Occasionally small amounts of thrust are applied to lift the station out of the way of debris, and the ISS needs to re-boost its orbit regularly, because at that altitude it loses about 100 meters per day due to atmospheric drag from the extremely diffuse air molecules. It has engines of its own in the Zvezda service module, or it can maneuver by having a docked vessel fire its engines.

NASA's 2014 publication about the ISS contains a lot of information about guidance and control. Chapter 8 on Debris Avoidance Maneuvers (DAM) is particularly notable. The section on p.148-149 of that publication explains a lot about ISS maneuvering operations, and I'll paraphrase to directly address your question.

- **PROBLEM SET**:
1/ Answer these from the passage on ISS maneuvering:
(a) About how many meters of altitude does the station lose per day?
(b) In which module are the station's own engines located?
(c) Which chapter of NASA's 2014 publication covers Debris Avoidance Maneuvers?
2/ Rewrite the passage on ISS maneuvering between "Occasionally small amounts" and "address your question.", inclusive, changing "atmospheric drag" to "air resistance".
3/ Resume the passage on ISS maneuvering from its final sentence.

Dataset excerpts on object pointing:

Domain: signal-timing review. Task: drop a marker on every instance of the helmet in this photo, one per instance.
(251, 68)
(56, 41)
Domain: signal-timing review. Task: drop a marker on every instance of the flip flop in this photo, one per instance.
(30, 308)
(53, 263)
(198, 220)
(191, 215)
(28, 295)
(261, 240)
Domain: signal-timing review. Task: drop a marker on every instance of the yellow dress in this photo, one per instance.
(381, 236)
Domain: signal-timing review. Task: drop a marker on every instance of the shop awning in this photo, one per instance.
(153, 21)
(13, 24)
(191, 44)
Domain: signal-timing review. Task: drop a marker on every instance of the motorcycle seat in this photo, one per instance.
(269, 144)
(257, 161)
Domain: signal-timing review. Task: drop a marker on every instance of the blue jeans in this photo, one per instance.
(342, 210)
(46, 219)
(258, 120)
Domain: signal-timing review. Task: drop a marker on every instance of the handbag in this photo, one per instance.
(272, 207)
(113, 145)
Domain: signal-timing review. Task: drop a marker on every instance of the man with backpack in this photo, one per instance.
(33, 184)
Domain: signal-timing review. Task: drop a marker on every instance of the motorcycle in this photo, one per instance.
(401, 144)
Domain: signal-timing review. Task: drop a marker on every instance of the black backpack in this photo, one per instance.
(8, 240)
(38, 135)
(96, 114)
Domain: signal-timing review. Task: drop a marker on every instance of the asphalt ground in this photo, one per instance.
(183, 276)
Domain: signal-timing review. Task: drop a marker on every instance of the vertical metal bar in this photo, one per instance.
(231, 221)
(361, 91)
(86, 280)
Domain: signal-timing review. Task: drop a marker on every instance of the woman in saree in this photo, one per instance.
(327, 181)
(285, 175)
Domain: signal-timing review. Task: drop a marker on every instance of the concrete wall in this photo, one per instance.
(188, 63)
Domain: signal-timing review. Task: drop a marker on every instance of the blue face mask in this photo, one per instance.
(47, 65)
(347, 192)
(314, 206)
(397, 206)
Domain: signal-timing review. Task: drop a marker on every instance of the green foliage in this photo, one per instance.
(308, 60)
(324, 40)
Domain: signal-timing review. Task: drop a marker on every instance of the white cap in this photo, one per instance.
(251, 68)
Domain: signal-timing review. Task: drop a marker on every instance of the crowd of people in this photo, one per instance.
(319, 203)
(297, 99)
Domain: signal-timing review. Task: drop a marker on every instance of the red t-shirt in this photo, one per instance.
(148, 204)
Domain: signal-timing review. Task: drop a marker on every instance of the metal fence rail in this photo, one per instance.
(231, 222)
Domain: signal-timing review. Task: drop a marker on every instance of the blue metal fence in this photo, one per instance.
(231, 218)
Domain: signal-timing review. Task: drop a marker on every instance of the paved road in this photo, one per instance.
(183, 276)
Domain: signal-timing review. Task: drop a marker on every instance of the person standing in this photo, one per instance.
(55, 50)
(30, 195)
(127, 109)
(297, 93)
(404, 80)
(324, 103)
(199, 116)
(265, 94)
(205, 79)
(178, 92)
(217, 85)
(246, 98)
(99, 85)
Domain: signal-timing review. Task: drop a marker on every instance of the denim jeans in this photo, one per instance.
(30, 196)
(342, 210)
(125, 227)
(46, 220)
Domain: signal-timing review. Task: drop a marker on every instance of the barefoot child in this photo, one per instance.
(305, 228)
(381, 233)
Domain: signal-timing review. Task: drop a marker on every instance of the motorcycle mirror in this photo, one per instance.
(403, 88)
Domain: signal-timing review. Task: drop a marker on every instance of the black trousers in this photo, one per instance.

- **TASK RESULTS**:
1/
(a) About 100 meters.
(b) The Zvezda service module.
(c) Chapter 8.

2/
Occasionally small amounts of thrust are applied to lift the station out of the way of debris, and the ISS needs to re-boost its orbit regularly, because at that altitude it loses about 100 meters per day due to air resistance from the extremely diffuse air molecules. It has engines of its own in the Zvezda service module, or it can maneuver by having a docked vessel fire its engines.

NASA's 2014 publication about the ISS contains a lot of information about guidance and control. Chapter 8 on Debris Avoidance Maneuvers (DAM) is particularly notable. The section on p.148-149 of that publication explains a lot about ISS maneuvering operations, and I'll paraphrase to directly address your question.

3/
When a maneuver is needed (whether DAM or a standard reboost), it's usually programmed by the Mission Control Center in Moscow (Russia controls the Zvezda service module, which has the engines in it), and the instruction packet is sent directly to Zvezda's computer (or the cargo pod's) from a ground station transmitter; no action is required from the crew to make the station do its thing, though they'll of course be informed to expect rotation or thrust. The crew can manually trigger pre-planned maneuvers if necessary*, but there's no input as direct as a joystick-and-throttle arrangement. Nobody flies it as such, it's just a series of computer instructions that say "at thus-and-such time, point in this direction and fire the engine at this throttle setting for this many seconds".

*There is supposedly no way for the astronauts to write custom control routines, but they have a few pre-written emergency maneuver packages ("PDAMs" - Predetermined Debris Avoidance Maneuvers) that they can trigger without ground control's input. The lack of manual control is probably because maneuvers have to be carefully laid out to avoid causing damage to the station by applying forces in just the wrong way. In case of a really catastrophic emergency, the plan would be to abandon the station rather than try to hand-fly it out of danger.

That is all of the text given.